» **Directions**
Transcribe each record exactly; skip any picture.

━━━━━━━━━━━━━━━━━━━━━━━━━━━━━━

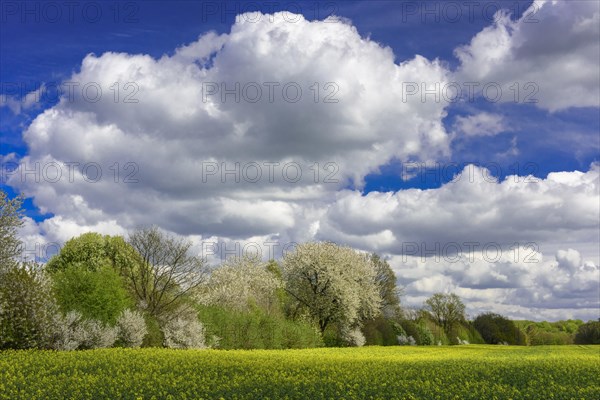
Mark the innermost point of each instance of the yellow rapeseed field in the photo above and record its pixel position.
(459, 372)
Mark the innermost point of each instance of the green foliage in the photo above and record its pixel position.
(400, 372)
(27, 308)
(496, 329)
(10, 220)
(446, 310)
(546, 333)
(385, 279)
(231, 329)
(97, 293)
(425, 336)
(588, 333)
(154, 337)
(93, 251)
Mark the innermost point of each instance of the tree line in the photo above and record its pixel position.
(149, 290)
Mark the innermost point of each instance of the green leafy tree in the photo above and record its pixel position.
(495, 329)
(331, 283)
(447, 310)
(588, 333)
(385, 279)
(94, 251)
(27, 308)
(10, 221)
(97, 294)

━━━━━━━━━━━━━━━━━━━━━━━━━━━━━━

» **Output for this task**
Mark the innermost point of each instance of the yellow rapeseed field in the photo above and record its pixel position.
(459, 372)
Mark the innermost point of each instance of the green foliage in the photo above and record its pixel position.
(400, 372)
(27, 308)
(496, 329)
(10, 220)
(446, 310)
(546, 333)
(385, 279)
(231, 329)
(97, 293)
(425, 336)
(588, 333)
(154, 337)
(93, 251)
Mark the innermost point of each instance of the tree line in the photo above and record its pixel position.
(149, 290)
Mark the innermost point of each instance of the green leafy tree in the photo above and record its pixel position.
(495, 329)
(331, 283)
(447, 310)
(588, 333)
(385, 279)
(94, 251)
(27, 308)
(10, 221)
(97, 294)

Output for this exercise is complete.